**EXERCISE PASSAGE:**
◆ ◆ ◆ ◆ ◆

By Martha Robert
That doughnut at work seemed too good to miss. But now you want something else. Tasty in the moment, sugary drinks, candy, and pastries don’t give you lasting energy, so you’re soon hungry again. Better choices: anything with fiber, whole grains, fruits, or vegetables, healthy fats (salmon, nuts, avocado), and lean protein (such as eggs, beans, grilled chicken).
You’re stressed out
At first your body zaps away hunger with a hormone called adrenaline. But if your worries stick around a while, your system cranks up the levels of another hormone, cortisol. This one can make you want to eat everything in sight. When the stress goes, cortisol levels fall and your appetite usually gets back to normal.
Sometimes when you think you need to eat, you’re actually dehydrated. So maybe try drinking some water first. Still hungry? That lets you know you may need to eat something. And because you had that water, you may be less likely to over eat.

◆ ◆ ◆ ◆ ◆

**SUPPLIED DATA:**
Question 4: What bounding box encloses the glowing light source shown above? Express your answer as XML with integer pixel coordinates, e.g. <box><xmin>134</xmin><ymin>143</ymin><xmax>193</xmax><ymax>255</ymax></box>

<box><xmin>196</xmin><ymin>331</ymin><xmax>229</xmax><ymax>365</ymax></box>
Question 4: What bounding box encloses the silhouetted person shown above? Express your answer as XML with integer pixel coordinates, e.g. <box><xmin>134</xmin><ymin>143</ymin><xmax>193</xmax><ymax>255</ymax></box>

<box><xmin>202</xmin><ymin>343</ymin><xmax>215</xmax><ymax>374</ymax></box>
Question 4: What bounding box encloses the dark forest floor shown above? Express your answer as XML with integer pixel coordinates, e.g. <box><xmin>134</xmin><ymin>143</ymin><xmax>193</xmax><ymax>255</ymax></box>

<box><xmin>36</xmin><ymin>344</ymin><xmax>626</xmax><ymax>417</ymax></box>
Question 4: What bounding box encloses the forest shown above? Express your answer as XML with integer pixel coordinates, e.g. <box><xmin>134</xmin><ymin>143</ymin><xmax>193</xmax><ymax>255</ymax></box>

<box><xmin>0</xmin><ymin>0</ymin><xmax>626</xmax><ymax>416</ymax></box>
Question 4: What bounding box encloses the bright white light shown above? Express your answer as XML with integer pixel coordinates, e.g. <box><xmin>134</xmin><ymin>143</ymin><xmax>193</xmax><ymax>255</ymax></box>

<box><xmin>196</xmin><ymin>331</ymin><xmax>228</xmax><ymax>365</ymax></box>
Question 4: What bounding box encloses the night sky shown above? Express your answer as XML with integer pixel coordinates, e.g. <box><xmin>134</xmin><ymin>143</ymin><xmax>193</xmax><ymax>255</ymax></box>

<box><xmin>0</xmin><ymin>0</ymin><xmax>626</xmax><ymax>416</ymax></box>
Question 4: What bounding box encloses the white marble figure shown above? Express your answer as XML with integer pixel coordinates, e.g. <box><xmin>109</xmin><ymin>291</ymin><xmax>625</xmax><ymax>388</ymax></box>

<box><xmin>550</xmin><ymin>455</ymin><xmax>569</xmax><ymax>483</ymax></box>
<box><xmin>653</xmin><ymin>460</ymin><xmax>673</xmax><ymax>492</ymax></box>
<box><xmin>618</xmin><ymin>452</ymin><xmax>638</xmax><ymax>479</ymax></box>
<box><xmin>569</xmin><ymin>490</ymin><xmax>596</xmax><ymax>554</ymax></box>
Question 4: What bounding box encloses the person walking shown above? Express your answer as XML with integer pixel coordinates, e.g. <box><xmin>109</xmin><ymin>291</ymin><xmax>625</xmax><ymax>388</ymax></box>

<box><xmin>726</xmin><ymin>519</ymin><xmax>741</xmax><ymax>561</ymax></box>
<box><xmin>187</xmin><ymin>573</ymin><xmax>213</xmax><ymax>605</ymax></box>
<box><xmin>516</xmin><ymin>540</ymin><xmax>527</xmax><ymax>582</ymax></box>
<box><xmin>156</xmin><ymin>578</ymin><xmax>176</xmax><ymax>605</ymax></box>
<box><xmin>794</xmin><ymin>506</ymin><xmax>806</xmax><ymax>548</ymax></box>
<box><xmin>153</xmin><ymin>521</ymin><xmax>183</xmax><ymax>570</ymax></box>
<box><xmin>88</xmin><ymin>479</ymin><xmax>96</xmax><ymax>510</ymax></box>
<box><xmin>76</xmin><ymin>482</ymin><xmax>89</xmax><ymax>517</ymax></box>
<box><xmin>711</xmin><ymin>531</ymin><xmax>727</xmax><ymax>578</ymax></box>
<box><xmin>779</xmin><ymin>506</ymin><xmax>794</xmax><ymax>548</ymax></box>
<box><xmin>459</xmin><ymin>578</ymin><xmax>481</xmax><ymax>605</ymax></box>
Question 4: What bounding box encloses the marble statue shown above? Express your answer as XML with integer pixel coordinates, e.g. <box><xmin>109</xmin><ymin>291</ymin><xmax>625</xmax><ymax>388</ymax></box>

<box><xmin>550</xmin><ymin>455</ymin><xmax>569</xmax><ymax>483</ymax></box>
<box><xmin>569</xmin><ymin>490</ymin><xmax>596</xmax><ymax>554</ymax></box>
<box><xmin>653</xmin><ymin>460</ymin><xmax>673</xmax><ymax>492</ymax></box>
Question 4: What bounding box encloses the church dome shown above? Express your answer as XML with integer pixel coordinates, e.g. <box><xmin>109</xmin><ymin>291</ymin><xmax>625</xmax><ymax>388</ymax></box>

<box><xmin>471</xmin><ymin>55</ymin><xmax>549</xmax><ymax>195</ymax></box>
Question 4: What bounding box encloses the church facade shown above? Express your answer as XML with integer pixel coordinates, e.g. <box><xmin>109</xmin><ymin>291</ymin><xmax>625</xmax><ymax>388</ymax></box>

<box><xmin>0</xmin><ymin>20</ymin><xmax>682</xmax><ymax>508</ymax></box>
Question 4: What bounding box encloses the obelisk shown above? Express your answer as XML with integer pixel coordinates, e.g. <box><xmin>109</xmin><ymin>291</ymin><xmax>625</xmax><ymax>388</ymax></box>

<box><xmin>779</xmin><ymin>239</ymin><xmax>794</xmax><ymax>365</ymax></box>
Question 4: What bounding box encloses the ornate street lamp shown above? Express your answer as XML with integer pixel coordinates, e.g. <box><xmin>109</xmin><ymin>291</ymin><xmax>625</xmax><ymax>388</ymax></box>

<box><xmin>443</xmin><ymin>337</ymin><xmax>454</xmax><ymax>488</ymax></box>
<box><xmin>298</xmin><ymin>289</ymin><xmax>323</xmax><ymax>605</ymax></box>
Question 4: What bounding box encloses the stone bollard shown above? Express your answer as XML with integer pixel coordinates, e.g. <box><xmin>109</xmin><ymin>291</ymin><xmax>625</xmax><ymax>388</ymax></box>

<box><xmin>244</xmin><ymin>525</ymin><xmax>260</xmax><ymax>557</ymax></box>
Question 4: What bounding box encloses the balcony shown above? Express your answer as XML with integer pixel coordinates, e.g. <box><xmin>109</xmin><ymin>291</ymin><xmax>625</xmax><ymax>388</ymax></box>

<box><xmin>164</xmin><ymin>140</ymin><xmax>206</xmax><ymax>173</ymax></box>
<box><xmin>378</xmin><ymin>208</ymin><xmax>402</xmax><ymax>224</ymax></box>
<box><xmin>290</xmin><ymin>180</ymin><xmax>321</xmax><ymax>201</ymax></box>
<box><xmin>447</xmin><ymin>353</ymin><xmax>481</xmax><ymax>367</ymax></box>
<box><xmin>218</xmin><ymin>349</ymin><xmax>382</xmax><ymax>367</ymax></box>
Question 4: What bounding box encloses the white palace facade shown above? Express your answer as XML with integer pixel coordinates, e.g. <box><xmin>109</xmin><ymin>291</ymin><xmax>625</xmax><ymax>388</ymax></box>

◆ ◆ ◆ ◆ ◆

**ACTIVITY LIST:**
1 – In the hunger article, which hormone can make you want to eat everything in sight when worries stick around?
2 – Say whether each statement agrees with the hunger article, answering yes or no with the deciding words quoted.
(a) When you are stressed, your body first reduces hunger with adrenaline.
(b) Sugary drinks, candy, and pastries give you lasting energy.
(c) Drinking water first may make you less likely to overeat.

**RESPONSES TO THE TASKS:**
1 – Cortisol.

2 –
(a) Yes: "At first your body zaps away hunger with a hormone called adrenaline."
(b) No: "sugary drinks, candy, and pastries don’t give you lasting energy"
(c) Yes: "And because you had that water, you may be less likely to over eat."